Begin RAW RECORDS

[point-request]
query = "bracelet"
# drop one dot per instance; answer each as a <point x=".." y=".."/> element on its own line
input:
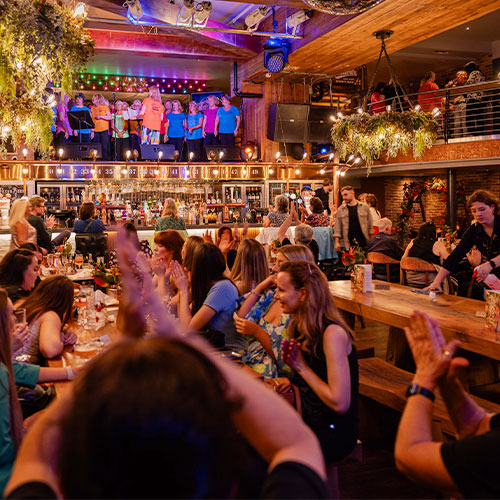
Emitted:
<point x="70" y="372"/>
<point x="414" y="389"/>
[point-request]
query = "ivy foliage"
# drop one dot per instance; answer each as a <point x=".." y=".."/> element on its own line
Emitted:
<point x="41" y="45"/>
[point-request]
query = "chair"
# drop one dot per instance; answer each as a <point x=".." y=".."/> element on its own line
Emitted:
<point x="415" y="264"/>
<point x="380" y="258"/>
<point x="95" y="244"/>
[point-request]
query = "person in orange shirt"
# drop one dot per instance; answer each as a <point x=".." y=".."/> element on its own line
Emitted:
<point x="151" y="114"/>
<point x="101" y="115"/>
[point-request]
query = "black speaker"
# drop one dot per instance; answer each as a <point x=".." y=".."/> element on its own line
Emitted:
<point x="231" y="153"/>
<point x="320" y="123"/>
<point x="150" y="151"/>
<point x="287" y="122"/>
<point x="79" y="150"/>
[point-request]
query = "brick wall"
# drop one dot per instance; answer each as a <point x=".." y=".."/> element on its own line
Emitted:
<point x="434" y="205"/>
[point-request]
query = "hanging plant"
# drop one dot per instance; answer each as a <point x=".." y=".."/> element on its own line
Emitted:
<point x="393" y="132"/>
<point x="43" y="43"/>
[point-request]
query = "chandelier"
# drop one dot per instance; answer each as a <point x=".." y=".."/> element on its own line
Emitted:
<point x="342" y="7"/>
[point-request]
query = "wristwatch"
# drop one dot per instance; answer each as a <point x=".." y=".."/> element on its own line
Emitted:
<point x="414" y="389"/>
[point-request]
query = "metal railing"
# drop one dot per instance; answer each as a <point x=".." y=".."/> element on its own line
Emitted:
<point x="465" y="112"/>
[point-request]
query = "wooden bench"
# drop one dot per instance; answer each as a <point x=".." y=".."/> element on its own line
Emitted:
<point x="387" y="384"/>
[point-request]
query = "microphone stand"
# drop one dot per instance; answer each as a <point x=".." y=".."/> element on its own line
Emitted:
<point x="114" y="126"/>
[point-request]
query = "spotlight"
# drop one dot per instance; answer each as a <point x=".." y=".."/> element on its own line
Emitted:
<point x="202" y="14"/>
<point x="80" y="10"/>
<point x="253" y="19"/>
<point x="134" y="12"/>
<point x="185" y="13"/>
<point x="275" y="54"/>
<point x="296" y="19"/>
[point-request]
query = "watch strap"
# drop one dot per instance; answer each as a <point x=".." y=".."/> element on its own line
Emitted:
<point x="414" y="389"/>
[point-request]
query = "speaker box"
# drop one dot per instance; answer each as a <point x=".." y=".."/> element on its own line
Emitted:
<point x="231" y="153"/>
<point x="287" y="122"/>
<point x="150" y="151"/>
<point x="320" y="124"/>
<point x="80" y="150"/>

End RAW RECORDS

WHAT TO PRODUCE:
The records above must be printed exactly; the pictures stay out.

RIGHT ANSWER:
[point-request]
query = "bracelet"
# drop one dot per instance; answer each as a <point x=".." y=".."/> element on its own line
input:
Emitted:
<point x="70" y="372"/>
<point x="414" y="389"/>
[point-request]
query = "ivy foliage"
# drop one dot per instance; answer each as a <point x=".." y=".."/> element on its own line
Emitted:
<point x="41" y="45"/>
[point-request]
query = "chair"
# drop one dot per instance; answer each as a <point x=".." y=".."/> element on its own line
Emitted:
<point x="415" y="264"/>
<point x="380" y="258"/>
<point x="95" y="244"/>
[point-request]
query = "person in orange shirt"
# drop one dot per instance; answer each as a <point x=".." y=".."/> element on its own line
Emitted:
<point x="151" y="114"/>
<point x="101" y="115"/>
[point-request]
query = "black speaker"
# drop one dot per instance; answer each as a <point x=".." y=".."/> element on its own line
Emitted:
<point x="231" y="153"/>
<point x="320" y="123"/>
<point x="150" y="151"/>
<point x="287" y="122"/>
<point x="79" y="150"/>
[point-request]
query = "brick wall"
# drop one dot per instance; answer each as a <point x=".." y=".."/> element on its own line
Emitted:
<point x="434" y="205"/>
[point-request]
query = "hanging plant"
# drop one dot per instance; answer each as a <point x=".." y=".."/> element on its own line
Emitted:
<point x="393" y="132"/>
<point x="43" y="43"/>
[point-request]
query = "chandelier"
# drop one dot per instance; answer each as a <point x=".." y=".."/> element on its own line
Emitted:
<point x="342" y="7"/>
[point-request]
query = "wristwatch"
# drop one dot per instance; answer each as a <point x=".." y=".."/> element on its own line
Emitted:
<point x="414" y="389"/>
[point-request]
query = "metal railing"
# drop one dot per instance; answer each as a <point x=".." y=".."/> element on its own line
Emitted:
<point x="465" y="112"/>
[point-request]
query = "wooden bench"
# drop one dot per instance; answer each as a <point x=".." y=".."/> element on its own line
Emitted:
<point x="387" y="384"/>
[point-request]
query = "microphone stand"
# drop one dot per instance; answer each as a <point x=".." y=".."/> element on its own line
Emitted:
<point x="114" y="126"/>
[point-request]
query = "spotlight"
# drop one dot per instance; answer each as a <point x=".." y=".."/> element on its own line
Emitted:
<point x="202" y="14"/>
<point x="80" y="10"/>
<point x="253" y="19"/>
<point x="134" y="12"/>
<point x="185" y="13"/>
<point x="275" y="54"/>
<point x="296" y="19"/>
[point-request]
query = "watch strap"
# drop one dot per instance; answer each as a <point x=".." y=".."/> element on its own line
Emitted:
<point x="414" y="389"/>
[point-request]
query = "speaker box"
# drop one dot per instance; answer each as a <point x=".." y=".."/> element on its own line
Emitted:
<point x="231" y="153"/>
<point x="287" y="122"/>
<point x="150" y="151"/>
<point x="320" y="124"/>
<point x="80" y="150"/>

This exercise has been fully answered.